# [Selected extract]
---

Jailed: Bus driver who caused accident at Tuas Checkpoint which killed 1 passenger, injured 11 others

Amir Hussain
Senior Reporter
Kalaimani Muniandy, 60, pleaded guilty to causing death by a negligent act not amounting to culpable homicide. (Yahoo News Singapore file photo)

SINGAPORE — A traffic accident involving a Malaysia-registered bus ferrying passengers to Singapore in February resulted in the death of a female passenger and grievous hurt to two other passengers, a court heard on Friday (8 November).

The bus was driven at a fast speed while going up a ramp and negotiating a bend, causing it to destabilise, skid and crash into the guardrail. The impact caused two passengers, including the woman who died, to be flung out of the vehicle and fall from a height of about three stories.

Ten other passengers were also hurt in the accident, which reportedly blocked the heavy vehicle lane heading towards Singapore, forcing buses and lorries to be diverted back to Malaysia for more than five hours. One of the casualties was the deceased’s 38-year-old husband. The remaining four passengers on board the bus declined to be sent to hospital.

At the State Courts on Friday, the bus driver, Kalaimani Muniandy, 60, a Malaysian, was jailed for 10 weeks and banned from driving for five years after his release from prison. He pleaded guilty to one charge of causing death by a negligent act not amounting to culpable homicide, by failing to keep a proper control of his bus. One charge each of causing grievous hurt by a negligent act and causing hurt by a negligent act were considered in sentencing.

Kalaimani, who appeared via video-link in a wheelchair, told the court that he was handicapped by the accident and can no longer work.

Fatal accident

On 26 February, Kalaimani drove along the Causeway at about 65kmh. He had been driving since about 2am. “He continued driving at a fast speed whilst driving up the ramp towards the arrival hall of Tuas Checkpoint, a one way, single lane road,” said Deputy Public Prosecutor Tan Pei Wei.

“Instead of slowing down to negotiate an upcoming left bend, the accused continued driving at this speed. Because of this, the accused was unable to steer the bus away from the right guardrail when negotiating the left bend, causing the bus to destabilise, skid and collide onto the right guardrail of the ramp,” said the prosecutor.

At about 4.20am, the bus veered towards the left side of the ramp and finally came to a stop along the ramp before the arrival hall. The accident was captured on CCTV.

Two passengers were flung from the bus and over the ramp, falling about three stories onto a grass patch under the ramp. Malaysian national Mok Fei Chen, 35, had head injuries, and rib and spinal fractures. She was pronounced dead on the spot at about 5am by a paramedic.

The other passenger, a 22-year-old woman, had a broken jaw and pelvis, a cut to the liver, bruises on the lung, and her upper teeth knocked out, among other injuries. She underwent three surgeries and was discharged from the National University Hospital (NUH) after one-and-a-half weeks.

A 23-year-old female passenger also suffered grievous injuries. She had a broken forearm and a head injury. She was discharged from Ng Teng Fong General Hospital (NTFGH) the next day with two-and-a-half weeks of hospitalisation leave.

---

# [Directions]
**1.** According to the news report on the Tuas Checkpoint bus accident, how long was the bus driver jailed?
**2.** Reproduce word for word the part of the news report on the Tuas Checkpoint bus accident that begins at the words "The other passenger, a" and stops after the words "of hospitalisation leave.".

# [Extracted information]
---

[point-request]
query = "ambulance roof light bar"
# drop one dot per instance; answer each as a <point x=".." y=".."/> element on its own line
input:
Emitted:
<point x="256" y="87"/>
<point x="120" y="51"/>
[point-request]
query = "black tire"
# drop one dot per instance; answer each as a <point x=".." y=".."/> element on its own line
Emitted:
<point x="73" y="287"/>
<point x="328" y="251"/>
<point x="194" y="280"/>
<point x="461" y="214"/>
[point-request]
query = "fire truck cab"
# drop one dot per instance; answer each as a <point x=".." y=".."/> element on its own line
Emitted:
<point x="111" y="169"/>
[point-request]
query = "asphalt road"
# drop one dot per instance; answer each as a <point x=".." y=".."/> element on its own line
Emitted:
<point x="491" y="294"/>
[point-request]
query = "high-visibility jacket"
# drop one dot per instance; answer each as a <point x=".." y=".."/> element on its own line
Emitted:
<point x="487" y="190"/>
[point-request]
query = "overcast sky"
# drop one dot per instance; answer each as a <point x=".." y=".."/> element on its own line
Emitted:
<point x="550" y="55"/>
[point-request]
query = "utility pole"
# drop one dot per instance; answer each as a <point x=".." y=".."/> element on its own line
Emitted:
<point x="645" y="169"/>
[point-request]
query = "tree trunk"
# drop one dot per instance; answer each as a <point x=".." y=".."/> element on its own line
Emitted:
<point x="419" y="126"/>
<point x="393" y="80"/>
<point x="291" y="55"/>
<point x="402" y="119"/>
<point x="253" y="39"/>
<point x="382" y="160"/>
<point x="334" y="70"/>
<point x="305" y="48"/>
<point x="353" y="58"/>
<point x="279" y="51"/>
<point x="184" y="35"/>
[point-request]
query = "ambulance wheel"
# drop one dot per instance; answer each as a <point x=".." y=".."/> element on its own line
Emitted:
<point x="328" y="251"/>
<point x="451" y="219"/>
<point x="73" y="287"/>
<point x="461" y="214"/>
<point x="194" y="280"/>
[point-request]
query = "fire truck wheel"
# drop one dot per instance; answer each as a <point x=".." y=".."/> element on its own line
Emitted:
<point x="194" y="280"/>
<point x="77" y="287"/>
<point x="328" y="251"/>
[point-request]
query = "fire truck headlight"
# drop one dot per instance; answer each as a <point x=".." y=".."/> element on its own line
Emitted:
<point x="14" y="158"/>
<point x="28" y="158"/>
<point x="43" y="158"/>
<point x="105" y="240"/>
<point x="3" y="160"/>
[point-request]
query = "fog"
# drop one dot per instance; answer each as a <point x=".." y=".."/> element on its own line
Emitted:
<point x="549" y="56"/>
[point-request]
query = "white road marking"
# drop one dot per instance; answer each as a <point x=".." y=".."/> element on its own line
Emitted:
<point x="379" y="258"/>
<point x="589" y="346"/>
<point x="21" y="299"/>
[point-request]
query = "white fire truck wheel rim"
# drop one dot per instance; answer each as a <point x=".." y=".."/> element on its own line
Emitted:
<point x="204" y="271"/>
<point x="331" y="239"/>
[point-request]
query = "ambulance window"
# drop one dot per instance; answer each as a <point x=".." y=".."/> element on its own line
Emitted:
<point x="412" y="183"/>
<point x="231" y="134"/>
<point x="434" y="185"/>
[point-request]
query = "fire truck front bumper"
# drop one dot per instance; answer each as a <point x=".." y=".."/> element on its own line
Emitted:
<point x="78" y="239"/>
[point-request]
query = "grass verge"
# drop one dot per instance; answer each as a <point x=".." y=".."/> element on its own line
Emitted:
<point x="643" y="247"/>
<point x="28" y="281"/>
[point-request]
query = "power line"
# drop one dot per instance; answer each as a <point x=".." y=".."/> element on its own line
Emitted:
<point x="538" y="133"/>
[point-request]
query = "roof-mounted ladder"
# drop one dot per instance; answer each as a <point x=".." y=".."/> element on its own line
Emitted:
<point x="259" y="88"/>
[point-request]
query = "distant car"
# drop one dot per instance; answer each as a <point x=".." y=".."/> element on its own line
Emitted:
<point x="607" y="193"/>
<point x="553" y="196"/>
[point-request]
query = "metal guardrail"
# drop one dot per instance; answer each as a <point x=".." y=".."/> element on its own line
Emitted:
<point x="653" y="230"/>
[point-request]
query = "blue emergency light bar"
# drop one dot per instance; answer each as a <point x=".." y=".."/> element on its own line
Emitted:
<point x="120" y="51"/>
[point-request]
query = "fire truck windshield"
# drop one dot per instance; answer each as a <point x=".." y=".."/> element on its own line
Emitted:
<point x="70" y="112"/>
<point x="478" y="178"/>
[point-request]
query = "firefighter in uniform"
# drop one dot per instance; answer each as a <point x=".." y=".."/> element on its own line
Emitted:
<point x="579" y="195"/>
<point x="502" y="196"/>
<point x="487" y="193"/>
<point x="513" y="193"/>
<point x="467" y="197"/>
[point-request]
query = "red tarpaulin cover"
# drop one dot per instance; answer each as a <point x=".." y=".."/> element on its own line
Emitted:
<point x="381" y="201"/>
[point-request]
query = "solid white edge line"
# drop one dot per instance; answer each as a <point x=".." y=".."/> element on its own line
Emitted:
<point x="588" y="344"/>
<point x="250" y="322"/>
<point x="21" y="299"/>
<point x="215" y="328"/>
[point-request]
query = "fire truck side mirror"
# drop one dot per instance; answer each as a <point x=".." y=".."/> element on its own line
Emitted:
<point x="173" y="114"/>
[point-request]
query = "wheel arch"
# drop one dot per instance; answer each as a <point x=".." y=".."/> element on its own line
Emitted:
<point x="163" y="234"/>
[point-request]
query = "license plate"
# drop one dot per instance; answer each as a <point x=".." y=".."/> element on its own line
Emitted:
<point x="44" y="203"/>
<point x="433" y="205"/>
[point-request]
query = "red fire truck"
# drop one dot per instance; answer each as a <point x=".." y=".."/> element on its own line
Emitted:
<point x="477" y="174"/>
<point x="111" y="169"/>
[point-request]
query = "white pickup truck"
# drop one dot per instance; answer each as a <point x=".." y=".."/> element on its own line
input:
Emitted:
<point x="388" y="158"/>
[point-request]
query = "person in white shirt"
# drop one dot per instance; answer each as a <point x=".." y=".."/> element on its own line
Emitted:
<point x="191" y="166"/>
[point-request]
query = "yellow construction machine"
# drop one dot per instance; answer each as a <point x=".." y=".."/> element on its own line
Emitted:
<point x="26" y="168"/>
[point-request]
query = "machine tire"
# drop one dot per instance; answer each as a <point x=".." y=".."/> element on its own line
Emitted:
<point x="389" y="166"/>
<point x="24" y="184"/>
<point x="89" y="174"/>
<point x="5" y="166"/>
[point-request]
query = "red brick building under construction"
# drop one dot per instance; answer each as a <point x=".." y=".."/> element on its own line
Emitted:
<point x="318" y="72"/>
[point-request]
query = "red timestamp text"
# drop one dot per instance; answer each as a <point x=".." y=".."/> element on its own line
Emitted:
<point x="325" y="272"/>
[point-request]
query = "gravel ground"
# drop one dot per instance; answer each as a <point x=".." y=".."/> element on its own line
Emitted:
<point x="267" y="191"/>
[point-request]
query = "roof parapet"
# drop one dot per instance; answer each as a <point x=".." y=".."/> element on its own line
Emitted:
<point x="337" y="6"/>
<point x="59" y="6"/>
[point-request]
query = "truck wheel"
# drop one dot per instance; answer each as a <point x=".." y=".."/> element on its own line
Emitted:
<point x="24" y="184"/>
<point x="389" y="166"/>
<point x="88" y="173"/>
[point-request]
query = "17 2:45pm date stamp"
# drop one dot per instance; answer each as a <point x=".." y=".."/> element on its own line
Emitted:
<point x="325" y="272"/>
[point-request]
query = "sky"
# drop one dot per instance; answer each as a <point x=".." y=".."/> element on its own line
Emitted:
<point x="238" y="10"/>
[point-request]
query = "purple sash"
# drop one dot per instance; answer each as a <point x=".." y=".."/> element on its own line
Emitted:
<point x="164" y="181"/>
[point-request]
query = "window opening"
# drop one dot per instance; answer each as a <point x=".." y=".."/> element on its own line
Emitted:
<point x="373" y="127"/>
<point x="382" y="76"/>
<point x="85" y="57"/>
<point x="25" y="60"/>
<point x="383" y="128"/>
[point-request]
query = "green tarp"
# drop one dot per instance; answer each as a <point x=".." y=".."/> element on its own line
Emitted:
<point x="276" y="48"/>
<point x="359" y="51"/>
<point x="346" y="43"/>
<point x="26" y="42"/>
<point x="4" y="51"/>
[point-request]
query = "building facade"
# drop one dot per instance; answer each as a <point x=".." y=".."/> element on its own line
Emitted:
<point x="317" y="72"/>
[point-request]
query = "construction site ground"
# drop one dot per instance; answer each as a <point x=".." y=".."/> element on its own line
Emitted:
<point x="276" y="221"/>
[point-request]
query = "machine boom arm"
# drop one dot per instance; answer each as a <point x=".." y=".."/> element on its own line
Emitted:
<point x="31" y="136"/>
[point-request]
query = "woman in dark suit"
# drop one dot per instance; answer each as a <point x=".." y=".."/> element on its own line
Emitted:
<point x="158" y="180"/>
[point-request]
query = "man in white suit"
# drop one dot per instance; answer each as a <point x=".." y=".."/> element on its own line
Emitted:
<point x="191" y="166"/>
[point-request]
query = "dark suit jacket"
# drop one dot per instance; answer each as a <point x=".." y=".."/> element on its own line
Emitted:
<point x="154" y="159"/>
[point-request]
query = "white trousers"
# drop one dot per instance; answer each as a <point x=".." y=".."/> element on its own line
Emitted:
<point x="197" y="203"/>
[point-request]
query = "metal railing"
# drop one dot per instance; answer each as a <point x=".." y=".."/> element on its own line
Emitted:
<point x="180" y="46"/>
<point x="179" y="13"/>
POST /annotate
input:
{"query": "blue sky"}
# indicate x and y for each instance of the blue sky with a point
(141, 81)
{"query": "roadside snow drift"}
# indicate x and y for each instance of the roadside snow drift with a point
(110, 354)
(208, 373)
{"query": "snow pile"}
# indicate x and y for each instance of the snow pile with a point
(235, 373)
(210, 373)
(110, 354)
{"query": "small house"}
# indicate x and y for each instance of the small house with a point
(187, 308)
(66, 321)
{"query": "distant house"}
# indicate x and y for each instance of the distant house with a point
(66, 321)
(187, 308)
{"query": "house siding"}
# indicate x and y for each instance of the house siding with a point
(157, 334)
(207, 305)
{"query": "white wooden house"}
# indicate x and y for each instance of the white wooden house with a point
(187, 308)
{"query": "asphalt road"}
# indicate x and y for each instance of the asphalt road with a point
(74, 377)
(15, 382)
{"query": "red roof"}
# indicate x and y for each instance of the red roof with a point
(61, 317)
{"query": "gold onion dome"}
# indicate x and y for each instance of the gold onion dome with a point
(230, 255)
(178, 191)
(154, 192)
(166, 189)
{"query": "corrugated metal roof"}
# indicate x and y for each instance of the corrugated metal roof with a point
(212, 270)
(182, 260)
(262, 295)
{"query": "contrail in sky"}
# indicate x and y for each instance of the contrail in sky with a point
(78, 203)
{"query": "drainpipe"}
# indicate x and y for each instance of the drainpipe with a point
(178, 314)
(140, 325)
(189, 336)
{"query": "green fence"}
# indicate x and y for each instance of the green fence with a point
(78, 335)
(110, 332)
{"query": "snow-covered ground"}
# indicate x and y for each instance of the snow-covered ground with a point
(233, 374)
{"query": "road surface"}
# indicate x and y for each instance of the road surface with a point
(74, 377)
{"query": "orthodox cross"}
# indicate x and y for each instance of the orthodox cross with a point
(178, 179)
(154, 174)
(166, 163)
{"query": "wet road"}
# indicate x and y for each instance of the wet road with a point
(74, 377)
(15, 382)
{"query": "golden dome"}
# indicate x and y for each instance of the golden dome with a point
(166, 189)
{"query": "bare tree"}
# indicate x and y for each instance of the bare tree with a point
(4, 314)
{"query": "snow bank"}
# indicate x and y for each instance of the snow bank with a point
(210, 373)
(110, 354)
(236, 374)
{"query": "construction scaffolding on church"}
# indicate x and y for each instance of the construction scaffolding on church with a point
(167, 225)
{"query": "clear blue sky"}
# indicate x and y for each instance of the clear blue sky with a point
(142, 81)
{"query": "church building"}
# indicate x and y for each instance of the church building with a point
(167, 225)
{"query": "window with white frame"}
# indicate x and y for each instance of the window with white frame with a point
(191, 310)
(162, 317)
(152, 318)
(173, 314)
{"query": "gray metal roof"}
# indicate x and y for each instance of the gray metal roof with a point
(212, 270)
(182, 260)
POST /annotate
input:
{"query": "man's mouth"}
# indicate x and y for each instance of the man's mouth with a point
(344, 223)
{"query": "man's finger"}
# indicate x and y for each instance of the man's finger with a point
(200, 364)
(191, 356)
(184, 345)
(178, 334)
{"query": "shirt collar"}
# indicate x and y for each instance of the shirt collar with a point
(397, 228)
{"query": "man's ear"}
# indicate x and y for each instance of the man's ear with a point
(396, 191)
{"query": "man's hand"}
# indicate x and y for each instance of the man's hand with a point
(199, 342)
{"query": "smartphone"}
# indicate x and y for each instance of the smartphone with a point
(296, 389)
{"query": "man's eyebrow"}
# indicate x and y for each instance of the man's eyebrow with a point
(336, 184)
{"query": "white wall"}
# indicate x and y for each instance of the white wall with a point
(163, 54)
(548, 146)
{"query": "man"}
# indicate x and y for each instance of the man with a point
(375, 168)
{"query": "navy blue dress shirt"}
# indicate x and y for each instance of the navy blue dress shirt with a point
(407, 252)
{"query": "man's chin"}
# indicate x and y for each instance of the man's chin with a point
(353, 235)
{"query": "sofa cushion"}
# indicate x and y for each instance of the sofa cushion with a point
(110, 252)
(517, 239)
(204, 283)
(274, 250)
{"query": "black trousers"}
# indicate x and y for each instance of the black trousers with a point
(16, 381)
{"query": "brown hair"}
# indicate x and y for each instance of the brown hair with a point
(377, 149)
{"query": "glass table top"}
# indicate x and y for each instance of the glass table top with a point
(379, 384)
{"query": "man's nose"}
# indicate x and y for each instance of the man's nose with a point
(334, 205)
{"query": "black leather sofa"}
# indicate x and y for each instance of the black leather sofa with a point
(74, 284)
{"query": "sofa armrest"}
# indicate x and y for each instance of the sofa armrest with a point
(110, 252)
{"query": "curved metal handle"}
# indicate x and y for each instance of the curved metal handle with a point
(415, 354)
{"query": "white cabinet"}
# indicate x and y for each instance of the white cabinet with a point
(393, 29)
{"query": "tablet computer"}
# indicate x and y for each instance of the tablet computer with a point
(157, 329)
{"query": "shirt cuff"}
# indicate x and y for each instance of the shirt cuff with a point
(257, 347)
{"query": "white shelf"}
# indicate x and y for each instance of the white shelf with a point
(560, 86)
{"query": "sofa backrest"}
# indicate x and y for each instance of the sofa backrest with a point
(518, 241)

---

# [Results for the exercise]
**1.** He was jailed for 10 weeks.

**2.**
The other passenger, a 22-year-old woman, had a broken jaw and pelvis, a cut to the liver, bruises on the lung, and her upper teeth knocked out, among other injuries. She underwent three surgeries and was discharged from the National University Hospital (NUH) after one-and-a-half weeks.

A 23-year-old female passenger also suffered grievous injuries. She had a broken forearm and a head injury. She was discharged from Ng Teng Fong General Hospital (NTFGH) the next day with two-and-a-half weeks of hospitalisation leave.